- PROBLEM STATEMENT: Every line that contains "hillside" must be located and copied from the data.

- RECORD EXTRACTS:
---------------
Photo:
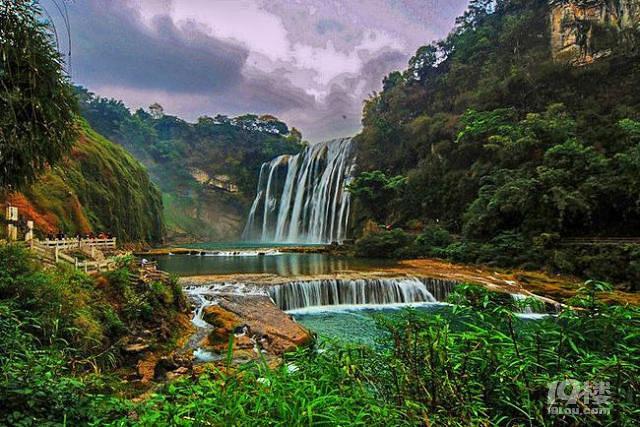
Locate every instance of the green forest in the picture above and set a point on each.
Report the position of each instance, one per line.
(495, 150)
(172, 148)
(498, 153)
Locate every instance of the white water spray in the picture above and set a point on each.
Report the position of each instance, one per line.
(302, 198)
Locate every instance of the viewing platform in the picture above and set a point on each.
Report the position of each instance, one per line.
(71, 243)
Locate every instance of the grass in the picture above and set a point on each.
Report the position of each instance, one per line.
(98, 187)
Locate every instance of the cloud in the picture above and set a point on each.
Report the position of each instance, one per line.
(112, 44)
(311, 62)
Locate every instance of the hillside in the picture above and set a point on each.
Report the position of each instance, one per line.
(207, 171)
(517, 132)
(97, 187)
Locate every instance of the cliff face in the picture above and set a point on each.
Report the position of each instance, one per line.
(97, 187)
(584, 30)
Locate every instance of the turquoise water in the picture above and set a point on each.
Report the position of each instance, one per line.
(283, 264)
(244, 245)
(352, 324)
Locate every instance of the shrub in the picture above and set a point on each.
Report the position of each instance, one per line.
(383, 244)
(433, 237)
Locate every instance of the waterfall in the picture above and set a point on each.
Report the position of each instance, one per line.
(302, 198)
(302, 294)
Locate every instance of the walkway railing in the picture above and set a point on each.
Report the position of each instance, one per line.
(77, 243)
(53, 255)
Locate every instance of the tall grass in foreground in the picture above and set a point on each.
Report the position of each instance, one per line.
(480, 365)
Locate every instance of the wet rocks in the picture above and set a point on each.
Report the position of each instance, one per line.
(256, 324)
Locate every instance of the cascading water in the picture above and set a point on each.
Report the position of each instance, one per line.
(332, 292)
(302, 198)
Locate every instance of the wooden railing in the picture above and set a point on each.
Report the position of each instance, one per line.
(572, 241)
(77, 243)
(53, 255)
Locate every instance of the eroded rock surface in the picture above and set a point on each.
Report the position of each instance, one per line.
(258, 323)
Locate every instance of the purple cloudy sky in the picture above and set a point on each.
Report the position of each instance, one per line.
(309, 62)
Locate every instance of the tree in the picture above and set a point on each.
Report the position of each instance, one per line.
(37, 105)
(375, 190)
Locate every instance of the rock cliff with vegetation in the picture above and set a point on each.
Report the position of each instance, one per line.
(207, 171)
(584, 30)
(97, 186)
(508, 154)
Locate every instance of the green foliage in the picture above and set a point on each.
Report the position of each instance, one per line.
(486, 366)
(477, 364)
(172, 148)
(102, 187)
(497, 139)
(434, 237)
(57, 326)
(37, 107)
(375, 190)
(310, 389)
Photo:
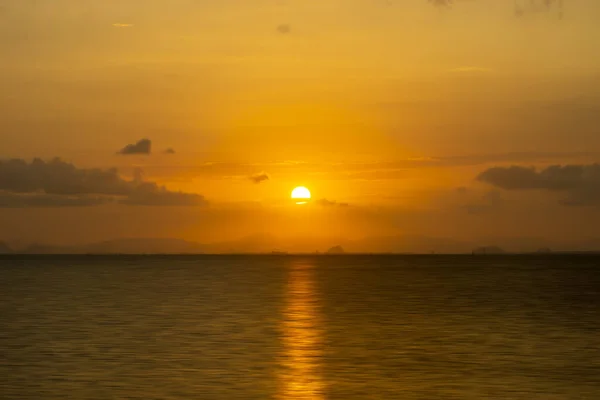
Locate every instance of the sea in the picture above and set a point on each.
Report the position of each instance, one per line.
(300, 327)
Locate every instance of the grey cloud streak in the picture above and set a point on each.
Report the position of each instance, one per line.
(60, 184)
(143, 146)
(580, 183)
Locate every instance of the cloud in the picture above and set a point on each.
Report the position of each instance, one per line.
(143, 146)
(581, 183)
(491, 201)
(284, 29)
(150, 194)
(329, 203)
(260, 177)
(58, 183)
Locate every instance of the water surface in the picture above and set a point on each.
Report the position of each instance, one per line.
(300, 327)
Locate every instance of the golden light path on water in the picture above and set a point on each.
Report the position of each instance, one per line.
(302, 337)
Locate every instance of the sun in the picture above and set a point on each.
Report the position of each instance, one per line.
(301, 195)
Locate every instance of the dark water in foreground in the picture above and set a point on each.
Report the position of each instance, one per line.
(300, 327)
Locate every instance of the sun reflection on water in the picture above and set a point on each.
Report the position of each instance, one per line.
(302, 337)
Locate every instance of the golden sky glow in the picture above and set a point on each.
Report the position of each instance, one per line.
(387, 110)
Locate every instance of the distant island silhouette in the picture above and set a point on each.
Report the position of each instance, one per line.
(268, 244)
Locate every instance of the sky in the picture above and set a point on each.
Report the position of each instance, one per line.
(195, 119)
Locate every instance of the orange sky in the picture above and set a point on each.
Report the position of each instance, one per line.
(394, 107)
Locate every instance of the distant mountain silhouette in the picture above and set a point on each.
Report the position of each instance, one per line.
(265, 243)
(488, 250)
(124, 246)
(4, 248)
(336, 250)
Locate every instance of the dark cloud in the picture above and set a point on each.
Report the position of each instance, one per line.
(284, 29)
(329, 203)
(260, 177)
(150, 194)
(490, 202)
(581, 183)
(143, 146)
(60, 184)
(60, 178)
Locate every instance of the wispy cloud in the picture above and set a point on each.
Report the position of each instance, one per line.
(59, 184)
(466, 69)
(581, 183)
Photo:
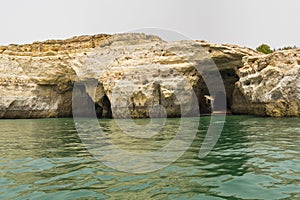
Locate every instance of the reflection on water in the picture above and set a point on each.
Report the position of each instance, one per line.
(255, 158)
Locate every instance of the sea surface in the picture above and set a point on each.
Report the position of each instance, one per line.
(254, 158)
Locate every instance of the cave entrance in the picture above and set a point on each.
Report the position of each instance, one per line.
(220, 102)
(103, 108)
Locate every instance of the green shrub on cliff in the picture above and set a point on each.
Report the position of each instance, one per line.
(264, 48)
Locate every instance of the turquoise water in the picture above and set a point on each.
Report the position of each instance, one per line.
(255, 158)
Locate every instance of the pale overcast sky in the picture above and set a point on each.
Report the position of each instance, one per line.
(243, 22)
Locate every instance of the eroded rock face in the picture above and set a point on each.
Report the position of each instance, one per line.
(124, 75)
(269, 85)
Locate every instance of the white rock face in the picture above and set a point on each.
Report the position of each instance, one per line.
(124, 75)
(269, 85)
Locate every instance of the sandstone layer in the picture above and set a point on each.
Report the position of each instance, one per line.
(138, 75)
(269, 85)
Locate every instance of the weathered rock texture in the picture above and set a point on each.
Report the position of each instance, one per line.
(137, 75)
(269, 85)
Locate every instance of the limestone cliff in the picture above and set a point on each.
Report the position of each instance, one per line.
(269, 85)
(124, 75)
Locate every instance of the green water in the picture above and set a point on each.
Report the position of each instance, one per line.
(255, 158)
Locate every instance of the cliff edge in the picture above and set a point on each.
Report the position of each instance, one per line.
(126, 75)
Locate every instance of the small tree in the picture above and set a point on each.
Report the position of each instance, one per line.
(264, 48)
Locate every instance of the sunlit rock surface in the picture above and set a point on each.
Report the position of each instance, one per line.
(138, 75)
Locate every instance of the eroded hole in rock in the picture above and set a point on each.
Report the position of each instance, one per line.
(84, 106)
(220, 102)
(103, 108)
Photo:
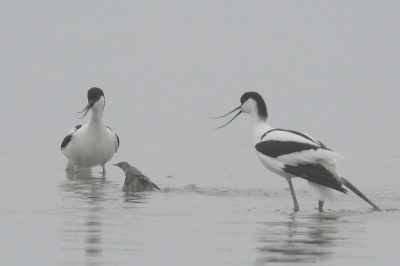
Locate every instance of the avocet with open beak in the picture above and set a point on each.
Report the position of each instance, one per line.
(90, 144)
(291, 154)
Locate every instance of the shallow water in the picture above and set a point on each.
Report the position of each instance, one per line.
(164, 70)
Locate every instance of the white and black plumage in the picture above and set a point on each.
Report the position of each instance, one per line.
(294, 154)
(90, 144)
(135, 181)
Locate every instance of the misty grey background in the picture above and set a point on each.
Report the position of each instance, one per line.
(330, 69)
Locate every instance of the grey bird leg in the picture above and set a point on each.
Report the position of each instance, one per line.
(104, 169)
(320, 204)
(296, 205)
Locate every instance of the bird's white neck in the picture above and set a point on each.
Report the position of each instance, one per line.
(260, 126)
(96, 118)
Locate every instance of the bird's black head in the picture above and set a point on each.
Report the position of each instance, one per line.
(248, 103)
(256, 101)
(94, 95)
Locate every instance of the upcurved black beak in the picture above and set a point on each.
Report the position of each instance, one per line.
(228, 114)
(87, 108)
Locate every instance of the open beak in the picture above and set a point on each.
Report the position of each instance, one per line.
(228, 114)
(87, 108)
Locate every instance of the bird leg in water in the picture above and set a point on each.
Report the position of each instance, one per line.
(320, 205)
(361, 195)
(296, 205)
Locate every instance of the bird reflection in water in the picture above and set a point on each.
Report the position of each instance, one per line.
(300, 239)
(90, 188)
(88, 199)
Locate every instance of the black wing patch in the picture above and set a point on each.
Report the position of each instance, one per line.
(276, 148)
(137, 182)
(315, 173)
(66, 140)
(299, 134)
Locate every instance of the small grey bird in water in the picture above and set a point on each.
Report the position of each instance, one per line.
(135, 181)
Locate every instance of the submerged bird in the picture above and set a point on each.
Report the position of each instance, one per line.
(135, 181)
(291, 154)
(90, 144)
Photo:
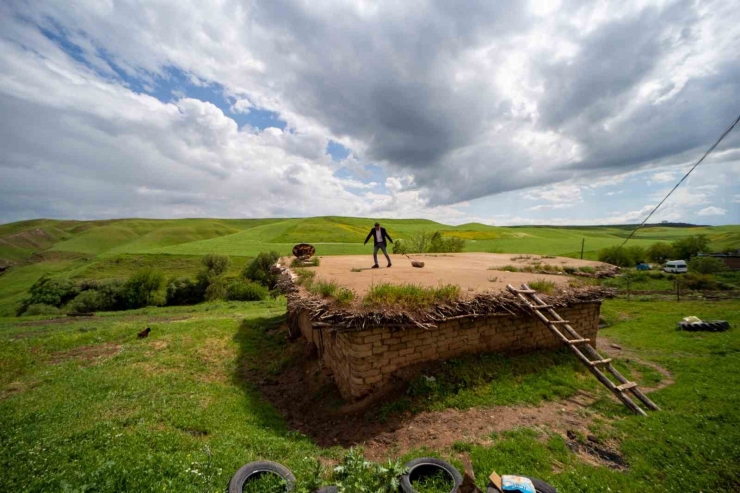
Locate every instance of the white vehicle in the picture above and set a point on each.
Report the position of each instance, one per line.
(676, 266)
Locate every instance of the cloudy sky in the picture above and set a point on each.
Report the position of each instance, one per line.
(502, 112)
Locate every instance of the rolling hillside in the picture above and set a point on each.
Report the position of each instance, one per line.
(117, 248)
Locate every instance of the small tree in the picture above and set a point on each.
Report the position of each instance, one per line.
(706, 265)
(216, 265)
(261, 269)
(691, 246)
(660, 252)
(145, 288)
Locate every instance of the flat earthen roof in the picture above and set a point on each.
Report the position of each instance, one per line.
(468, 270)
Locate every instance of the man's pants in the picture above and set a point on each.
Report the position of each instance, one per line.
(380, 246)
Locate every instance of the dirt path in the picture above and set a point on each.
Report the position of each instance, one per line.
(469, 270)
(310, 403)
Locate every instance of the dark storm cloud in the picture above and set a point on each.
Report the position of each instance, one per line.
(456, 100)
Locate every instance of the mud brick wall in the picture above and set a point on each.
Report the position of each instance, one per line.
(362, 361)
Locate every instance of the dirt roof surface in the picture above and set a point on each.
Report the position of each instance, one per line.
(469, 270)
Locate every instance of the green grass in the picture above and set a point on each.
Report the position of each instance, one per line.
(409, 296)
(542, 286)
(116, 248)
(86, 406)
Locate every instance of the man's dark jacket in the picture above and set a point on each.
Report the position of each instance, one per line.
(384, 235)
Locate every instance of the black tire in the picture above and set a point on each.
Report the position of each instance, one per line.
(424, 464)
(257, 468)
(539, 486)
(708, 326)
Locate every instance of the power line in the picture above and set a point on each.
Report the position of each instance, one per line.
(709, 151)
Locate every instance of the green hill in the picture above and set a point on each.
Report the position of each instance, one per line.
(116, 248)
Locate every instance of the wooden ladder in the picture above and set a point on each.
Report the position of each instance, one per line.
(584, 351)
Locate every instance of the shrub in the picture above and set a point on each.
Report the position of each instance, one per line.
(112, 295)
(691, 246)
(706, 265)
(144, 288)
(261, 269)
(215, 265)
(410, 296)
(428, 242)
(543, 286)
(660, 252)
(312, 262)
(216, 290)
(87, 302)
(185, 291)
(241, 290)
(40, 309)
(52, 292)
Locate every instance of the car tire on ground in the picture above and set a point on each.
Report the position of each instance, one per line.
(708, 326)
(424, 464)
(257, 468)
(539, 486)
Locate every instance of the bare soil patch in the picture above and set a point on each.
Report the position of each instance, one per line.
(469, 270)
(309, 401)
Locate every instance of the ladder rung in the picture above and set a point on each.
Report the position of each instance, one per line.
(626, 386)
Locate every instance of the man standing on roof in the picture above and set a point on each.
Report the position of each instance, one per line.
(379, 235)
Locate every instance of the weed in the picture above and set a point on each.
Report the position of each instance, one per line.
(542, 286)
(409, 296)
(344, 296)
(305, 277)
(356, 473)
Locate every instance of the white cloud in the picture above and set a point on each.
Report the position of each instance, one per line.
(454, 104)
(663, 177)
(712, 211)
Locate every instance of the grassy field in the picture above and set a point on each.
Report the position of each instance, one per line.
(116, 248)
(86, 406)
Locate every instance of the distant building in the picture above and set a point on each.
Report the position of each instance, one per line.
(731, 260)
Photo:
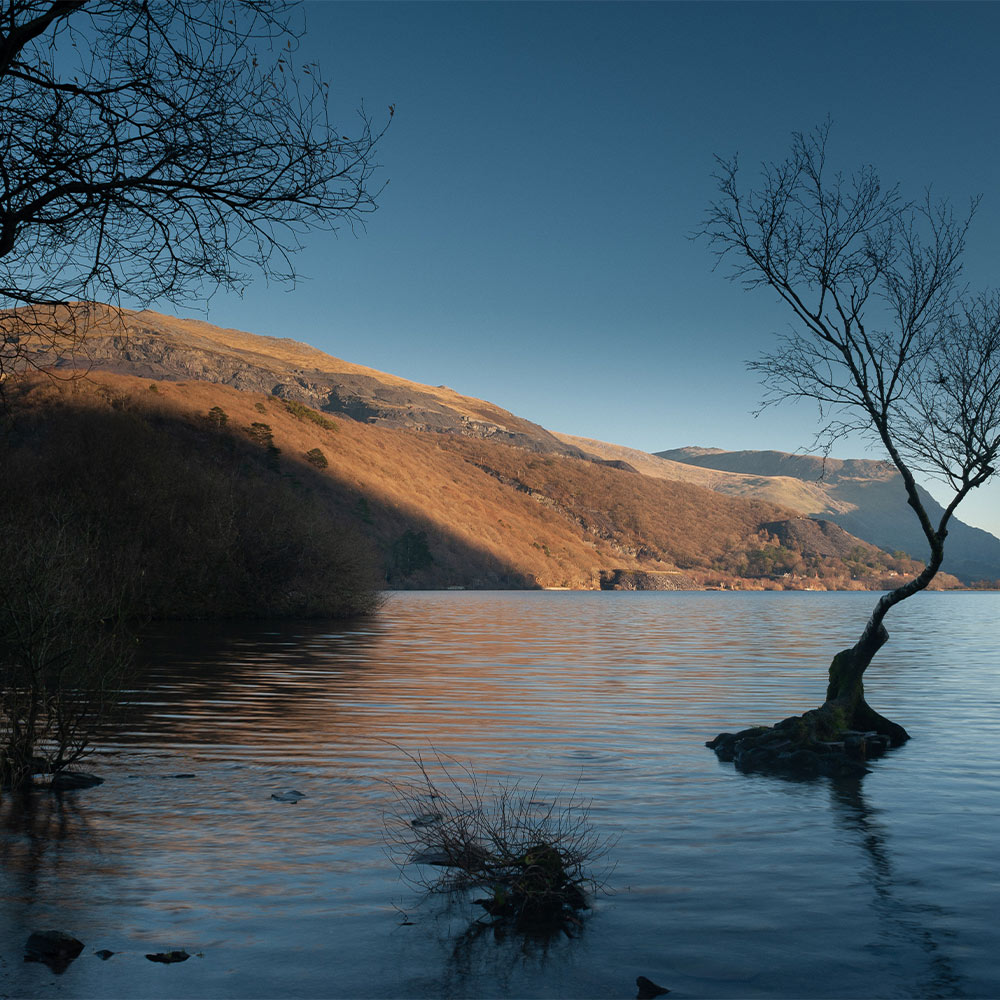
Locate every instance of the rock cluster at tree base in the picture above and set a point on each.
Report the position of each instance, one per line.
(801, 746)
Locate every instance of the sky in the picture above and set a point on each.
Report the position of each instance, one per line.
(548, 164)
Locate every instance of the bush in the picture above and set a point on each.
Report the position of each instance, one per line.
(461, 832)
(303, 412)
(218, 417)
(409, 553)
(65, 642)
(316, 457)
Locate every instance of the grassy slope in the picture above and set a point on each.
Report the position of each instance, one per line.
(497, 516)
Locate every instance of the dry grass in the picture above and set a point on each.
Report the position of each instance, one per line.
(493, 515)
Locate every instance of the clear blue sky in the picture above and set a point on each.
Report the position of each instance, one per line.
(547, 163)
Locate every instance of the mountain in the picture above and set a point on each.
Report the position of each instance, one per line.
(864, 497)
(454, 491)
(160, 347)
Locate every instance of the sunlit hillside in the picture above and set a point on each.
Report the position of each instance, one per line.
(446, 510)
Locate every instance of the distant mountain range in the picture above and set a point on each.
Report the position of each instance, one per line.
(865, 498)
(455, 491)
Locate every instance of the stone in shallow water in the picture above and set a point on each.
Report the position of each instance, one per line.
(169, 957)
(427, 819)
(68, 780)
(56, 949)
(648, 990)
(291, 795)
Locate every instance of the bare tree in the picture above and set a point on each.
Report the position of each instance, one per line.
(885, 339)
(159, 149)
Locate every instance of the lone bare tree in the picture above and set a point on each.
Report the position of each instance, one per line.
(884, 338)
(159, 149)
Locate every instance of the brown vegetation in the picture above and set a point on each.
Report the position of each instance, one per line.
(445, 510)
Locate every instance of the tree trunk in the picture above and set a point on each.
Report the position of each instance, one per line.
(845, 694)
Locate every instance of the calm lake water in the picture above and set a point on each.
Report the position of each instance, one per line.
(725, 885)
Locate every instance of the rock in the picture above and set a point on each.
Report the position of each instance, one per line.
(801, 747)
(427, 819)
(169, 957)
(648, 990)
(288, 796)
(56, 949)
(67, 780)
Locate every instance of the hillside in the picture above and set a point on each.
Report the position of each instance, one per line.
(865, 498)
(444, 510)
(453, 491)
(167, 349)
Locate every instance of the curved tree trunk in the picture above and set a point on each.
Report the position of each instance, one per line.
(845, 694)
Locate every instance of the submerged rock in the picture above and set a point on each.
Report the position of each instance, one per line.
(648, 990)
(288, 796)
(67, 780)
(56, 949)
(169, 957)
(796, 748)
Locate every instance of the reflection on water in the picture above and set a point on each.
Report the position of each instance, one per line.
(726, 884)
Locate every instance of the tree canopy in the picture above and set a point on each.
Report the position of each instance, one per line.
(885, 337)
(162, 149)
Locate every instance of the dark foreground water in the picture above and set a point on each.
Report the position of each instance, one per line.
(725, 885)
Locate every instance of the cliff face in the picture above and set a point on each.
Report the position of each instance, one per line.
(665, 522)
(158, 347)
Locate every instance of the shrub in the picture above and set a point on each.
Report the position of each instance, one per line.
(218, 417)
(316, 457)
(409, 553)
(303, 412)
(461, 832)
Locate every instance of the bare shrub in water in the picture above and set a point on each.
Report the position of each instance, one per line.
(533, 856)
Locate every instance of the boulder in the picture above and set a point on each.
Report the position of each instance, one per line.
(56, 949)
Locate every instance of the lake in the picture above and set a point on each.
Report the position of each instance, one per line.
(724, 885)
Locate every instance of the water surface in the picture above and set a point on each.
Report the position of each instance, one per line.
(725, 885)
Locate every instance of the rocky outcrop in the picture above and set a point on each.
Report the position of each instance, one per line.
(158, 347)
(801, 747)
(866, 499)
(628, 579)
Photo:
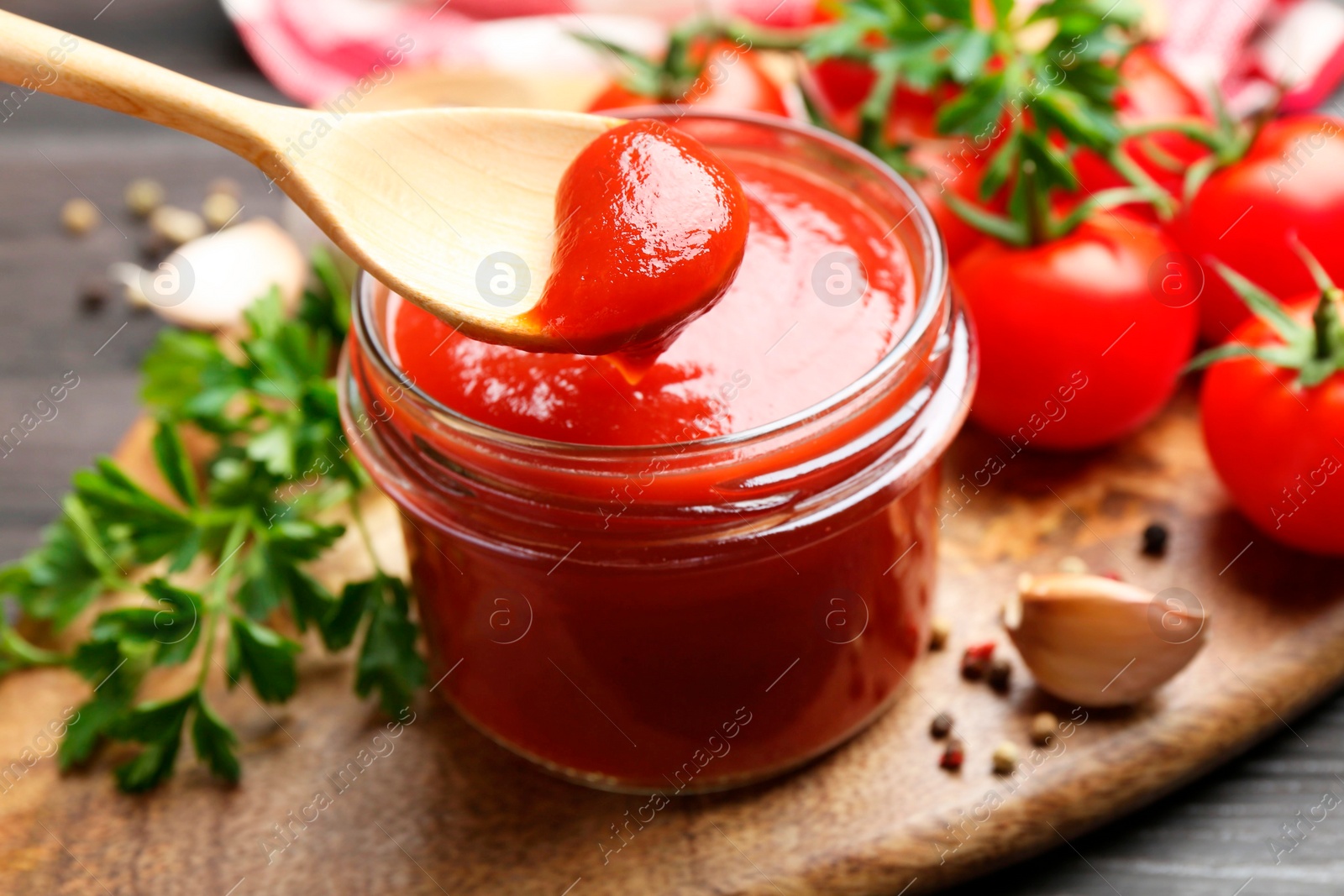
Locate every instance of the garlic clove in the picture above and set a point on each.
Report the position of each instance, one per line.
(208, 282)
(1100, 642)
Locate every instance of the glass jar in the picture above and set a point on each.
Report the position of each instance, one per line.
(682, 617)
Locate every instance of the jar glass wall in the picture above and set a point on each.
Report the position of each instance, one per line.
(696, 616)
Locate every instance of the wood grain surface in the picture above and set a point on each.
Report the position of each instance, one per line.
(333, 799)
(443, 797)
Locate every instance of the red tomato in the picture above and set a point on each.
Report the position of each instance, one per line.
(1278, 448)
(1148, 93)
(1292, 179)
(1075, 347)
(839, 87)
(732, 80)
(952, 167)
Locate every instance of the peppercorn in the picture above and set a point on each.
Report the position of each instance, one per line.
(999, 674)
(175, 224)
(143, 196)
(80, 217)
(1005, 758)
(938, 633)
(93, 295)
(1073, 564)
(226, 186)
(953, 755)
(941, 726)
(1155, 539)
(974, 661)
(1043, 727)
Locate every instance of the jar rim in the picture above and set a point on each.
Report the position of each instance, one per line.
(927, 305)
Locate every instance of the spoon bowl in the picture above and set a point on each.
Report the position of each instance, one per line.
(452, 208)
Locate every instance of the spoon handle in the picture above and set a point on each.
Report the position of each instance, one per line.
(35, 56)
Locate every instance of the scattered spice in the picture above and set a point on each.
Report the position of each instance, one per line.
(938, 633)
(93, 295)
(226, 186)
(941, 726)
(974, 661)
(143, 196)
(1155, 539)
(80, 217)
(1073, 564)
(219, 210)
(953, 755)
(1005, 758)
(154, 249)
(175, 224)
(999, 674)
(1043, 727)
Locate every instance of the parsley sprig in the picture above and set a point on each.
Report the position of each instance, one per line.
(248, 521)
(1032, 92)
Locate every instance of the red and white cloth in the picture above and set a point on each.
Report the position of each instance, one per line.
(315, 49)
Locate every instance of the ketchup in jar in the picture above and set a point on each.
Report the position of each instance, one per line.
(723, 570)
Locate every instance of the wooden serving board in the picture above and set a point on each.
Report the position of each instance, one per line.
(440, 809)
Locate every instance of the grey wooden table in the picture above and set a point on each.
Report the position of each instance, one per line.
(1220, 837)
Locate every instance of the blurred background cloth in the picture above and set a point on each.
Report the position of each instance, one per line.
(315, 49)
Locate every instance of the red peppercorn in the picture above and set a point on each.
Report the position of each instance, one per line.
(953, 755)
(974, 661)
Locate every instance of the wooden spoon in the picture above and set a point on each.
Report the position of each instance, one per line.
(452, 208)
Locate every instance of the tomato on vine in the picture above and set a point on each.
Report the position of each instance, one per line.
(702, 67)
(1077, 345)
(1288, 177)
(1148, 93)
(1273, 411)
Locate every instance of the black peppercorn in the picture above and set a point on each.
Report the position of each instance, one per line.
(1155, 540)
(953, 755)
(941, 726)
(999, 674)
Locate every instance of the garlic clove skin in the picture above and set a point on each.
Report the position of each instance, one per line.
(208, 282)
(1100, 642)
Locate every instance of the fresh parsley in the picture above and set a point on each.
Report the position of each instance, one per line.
---------------
- RESULT OF THE EXERCISE:
Locate every instance of the hillside in the picture above and set a point on each.
Locate every instance of the rolling hillside in the picture above and set a point on each.
Locate every instance of the sunlit hillside in the picture above and set a point on each.
Locate every instance of the hillside in the picture above and set a point on each.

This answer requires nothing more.